Okuma parçası ▸
□ □ □ □ □ □ □
İntikam alır mıyız? | Alperen Ender Fırat

Yazar Editör

Cevheri Güven’in videosundan anladığımız kadarıyla MİT bu süreç bittikten sonra Cemaat ne yapar diye merak edip anlamaya çalışıyor, Cemaat’in iç sesini duymaya çabalıyormuş.

Aslında bu soruyu sürecin zulmüne ve gadrine kalan bizler de kendimize soruyoruz. Bu çirkin, hadsiz, müfteri fırtına geçtikten sonra ne yaparız, tekrar Türkiye’ye döner miyiz? Tekrar aynı mahallelerde, aynı evlerde yaşar, bizi ihbar eden komşularımızın yüzüne bakar mıyız? Yolda, apartmanda karşılaştığımızda nasıl bir tavır içinde oluruz?
□ □ □ □ □ □ □
Verilen bilgiler ▸
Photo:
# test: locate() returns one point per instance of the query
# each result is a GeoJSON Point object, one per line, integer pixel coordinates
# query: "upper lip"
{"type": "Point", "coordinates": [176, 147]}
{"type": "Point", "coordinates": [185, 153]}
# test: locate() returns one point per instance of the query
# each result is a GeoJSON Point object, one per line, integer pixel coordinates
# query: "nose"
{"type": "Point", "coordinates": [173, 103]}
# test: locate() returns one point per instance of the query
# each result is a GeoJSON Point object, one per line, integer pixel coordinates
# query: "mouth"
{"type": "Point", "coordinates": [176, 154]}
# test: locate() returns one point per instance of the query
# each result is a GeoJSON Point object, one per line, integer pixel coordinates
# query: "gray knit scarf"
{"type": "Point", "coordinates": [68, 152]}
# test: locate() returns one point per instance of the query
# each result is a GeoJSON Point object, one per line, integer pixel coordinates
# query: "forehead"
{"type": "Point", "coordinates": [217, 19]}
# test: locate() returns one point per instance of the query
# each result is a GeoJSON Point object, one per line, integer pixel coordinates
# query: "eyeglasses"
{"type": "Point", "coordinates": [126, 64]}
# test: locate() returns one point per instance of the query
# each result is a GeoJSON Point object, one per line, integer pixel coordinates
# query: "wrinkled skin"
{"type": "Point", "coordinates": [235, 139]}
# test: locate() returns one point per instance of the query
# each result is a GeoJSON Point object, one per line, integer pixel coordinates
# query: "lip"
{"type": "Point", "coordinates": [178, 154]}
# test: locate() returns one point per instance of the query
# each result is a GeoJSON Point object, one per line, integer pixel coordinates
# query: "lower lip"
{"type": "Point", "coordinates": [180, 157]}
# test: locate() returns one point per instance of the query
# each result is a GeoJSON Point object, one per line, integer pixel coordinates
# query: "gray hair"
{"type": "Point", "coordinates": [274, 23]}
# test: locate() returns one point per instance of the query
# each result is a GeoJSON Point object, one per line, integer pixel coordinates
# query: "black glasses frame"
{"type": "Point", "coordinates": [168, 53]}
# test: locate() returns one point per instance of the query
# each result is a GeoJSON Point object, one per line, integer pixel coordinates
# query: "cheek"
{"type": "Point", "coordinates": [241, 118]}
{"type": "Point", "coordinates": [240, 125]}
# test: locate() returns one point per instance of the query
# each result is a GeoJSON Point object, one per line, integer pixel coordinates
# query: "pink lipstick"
□ □ □ □ □ □ □
Okuma parçasında, Cevheri Güven'in videosundan anlaşıldığına göre MİT neyi merak ediyor?

Bu süreç bittikten sonra Cemaat'in ne yapacağını merak ediyor.